AIM: Convert the records below into a Markdown table with two columns, "Number" and "Entry". Put each line in its own numbered row and omit blank lines.

DATA SECTION:
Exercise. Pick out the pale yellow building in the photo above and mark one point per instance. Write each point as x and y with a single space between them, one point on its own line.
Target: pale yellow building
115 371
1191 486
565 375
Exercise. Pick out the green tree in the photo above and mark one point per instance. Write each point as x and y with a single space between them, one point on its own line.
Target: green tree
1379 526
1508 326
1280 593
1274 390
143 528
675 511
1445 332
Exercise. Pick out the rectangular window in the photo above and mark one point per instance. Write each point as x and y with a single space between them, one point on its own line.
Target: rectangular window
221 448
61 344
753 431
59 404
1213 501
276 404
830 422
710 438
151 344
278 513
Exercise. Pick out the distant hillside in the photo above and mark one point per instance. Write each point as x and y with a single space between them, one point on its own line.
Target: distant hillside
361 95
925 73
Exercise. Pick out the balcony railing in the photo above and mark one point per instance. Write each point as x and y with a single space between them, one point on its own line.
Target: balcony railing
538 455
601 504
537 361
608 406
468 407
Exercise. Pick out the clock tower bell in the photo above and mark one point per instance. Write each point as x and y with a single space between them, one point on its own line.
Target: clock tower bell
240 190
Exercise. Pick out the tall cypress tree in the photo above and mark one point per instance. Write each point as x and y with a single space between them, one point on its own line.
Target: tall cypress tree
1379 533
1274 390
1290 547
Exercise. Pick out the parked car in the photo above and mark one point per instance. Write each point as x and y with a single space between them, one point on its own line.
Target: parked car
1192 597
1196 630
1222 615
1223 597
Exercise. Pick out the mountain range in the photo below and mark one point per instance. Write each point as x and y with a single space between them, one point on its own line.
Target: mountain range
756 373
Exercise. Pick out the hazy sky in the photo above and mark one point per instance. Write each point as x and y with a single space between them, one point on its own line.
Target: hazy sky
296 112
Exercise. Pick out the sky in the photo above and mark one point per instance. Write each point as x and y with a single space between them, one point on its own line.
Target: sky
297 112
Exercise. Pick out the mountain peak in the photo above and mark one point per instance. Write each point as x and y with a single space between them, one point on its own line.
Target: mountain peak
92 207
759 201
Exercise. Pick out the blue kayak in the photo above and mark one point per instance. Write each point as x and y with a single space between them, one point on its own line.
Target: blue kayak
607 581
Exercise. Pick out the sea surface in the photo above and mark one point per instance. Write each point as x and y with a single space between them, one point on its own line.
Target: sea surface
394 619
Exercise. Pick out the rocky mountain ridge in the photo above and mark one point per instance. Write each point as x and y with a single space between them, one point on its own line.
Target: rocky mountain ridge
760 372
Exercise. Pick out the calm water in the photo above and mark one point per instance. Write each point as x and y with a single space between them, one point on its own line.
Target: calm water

OUTPUT BELOW:
| Number | Entry |
|---|---|
| 1 | Exercise. Pick out the pale yellow building in the photo above and mark one point per instance. Write each point as x and y with a single space between them, one point on its own line. |
| 2 | Target: pale yellow building |
| 3 | 115 371 |
| 4 | 1191 486 |
| 5 | 565 375 |
| 6 | Exercise. Pick out the green tree in the photo above and mark one point per instance. Write each point as x and y with a single space between them, one point on its own line. |
| 7 | Target: green tree |
| 8 | 1379 526 |
| 9 | 1508 326 |
| 10 | 1280 593 |
| 11 | 1274 390 |
| 12 | 143 528 |
| 13 | 675 511 |
| 14 | 1445 332 |
| 15 | Exercise. Pick out the rectangular window in the photo above and mark one point per instance. Write each point as x and y with a single space between them, one point on its own line. |
| 16 | Target: rectangular window |
| 17 | 221 448 |
| 18 | 61 344 |
| 19 | 753 431 |
| 20 | 59 404 |
| 21 | 1213 501 |
| 22 | 276 404 |
| 23 | 830 422 |
| 24 | 710 438 |
| 25 | 151 344 |
| 26 | 278 513 |
| 27 | Exercise. Pick out the distant hillside in the photo above and mark one point per instance. Write each point as x and y with a single space between them, one point on its own line. |
| 28 | Target: distant hillside |
| 29 | 361 95 |
| 30 | 925 73 |
| 31 | Exercise. Pick out the balcony railing in the photo above and mark one point per instance. Write each point as x and y with a single space between them, one point on its own line. |
| 32 | Target: balcony railing |
| 33 | 538 455 |
| 34 | 601 504 |
| 35 | 537 361 |
| 36 | 608 406 |
| 37 | 468 407 |
| 38 | Exercise. Pick out the clock tower bell in the photo above and mark one point per instance. Write each point as x and y with a single space between them, one point on its own line. |
| 39 | Target: clock tower bell |
| 40 | 240 190 |
| 41 | Exercise. Pick out the tall cypress tree in the photo above and mark one point per instance. Write each point as x and y with a single space between them, one point on its own line. |
| 42 | Target: tall cypress tree |
| 43 | 1379 533 |
| 44 | 1274 390 |
| 45 | 1290 547 |
| 46 | Exercise. Pick out the parked car in the photo above and mark one point per instance. Write each point as x and y with a single space between them, one point on its own line. |
| 47 | Target: parked car |
| 48 | 1192 597 |
| 49 | 1196 630 |
| 50 | 1222 615 |
| 51 | 1223 597 |
| 52 | Exercise. Pick out the mountain range in the photo below and mark one point per instance. Write each point as x and y with a single space between them, one point on its own line. |
| 53 | Target: mountain range |
| 54 | 756 373 |
| 55 | Exercise. Pick out the hazy sky in the photo above and mark one point per instance. Write each point as x and y with a single space between them, one point on its own line. |
| 56 | Target: hazy sky |
| 57 | 296 112 |
| 58 | Exercise. Pick out the sky in the photo above and mark one point per instance. Write each point as x and y with a single space between them, one point on its own line. |
| 59 | Target: sky |
| 60 | 297 112 |
| 61 | Exercise. Pick out the mountain peak in the photo above and mark one point per instance. Write each point as x and y with a single space between them, one point on its own line. |
| 62 | Target: mountain peak |
| 63 | 92 207 |
| 64 | 759 201 |
| 65 | Exercise. Pick out the blue kayak in the photo above and mark one point per instance. Write each point as x and y with a single space between them, one point on its own line. |
| 66 | Target: blue kayak |
| 67 | 607 581 |
| 68 | Exercise. Pick out the sea surface in the photo above and mark one point per instance. Write each point as x and y with a single space between them, one point on its own line. |
| 69 | Target: sea surface |
| 70 | 394 619 |
| 71 | Exercise. Pick out the rocky mountain ridge in the photo above and mark one point per instance. Write each point as x and y with a single space between them, one point on its own line. |
| 72 | Target: rocky mountain ridge |
| 73 | 760 372 |
| 74 | Exercise. Pick out the calm water in the photo above and mark one point per instance. Write each point as x and y with a single space between them, one point on its own line. |
| 75 | Target: calm water |